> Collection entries
--------------------------------

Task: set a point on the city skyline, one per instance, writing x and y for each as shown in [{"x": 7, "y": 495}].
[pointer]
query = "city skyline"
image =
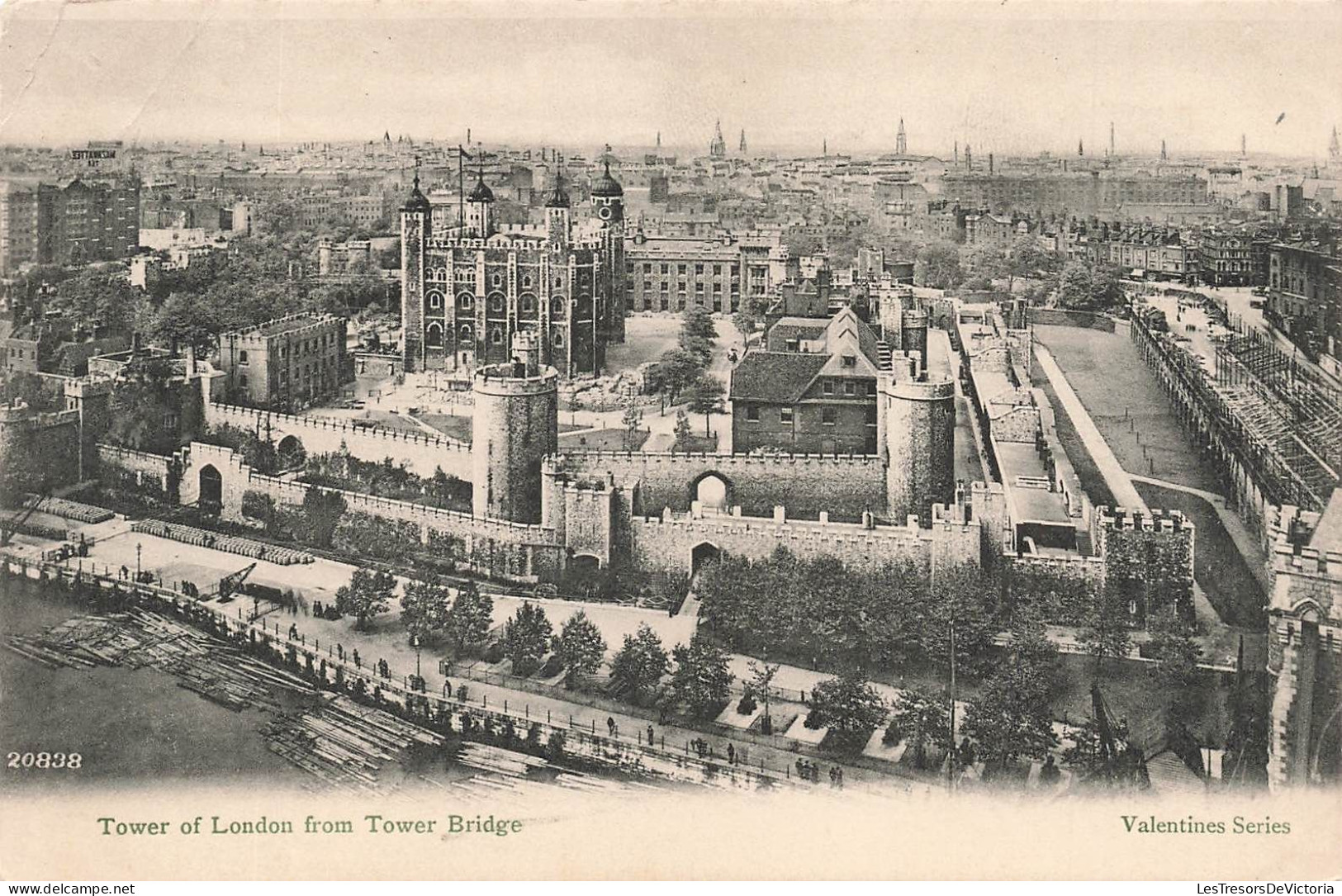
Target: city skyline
[{"x": 618, "y": 74}]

--------------------------------

> Assignment
Your copy must hold every record above in its exact wording and must hold no pictures.

> Written answer
Task: set a point on the city skyline, one per instance, writing x and y for each as shown in [{"x": 7, "y": 495}].
[pointer]
query = "city skyline"
image =
Target: city skyline
[{"x": 618, "y": 74}]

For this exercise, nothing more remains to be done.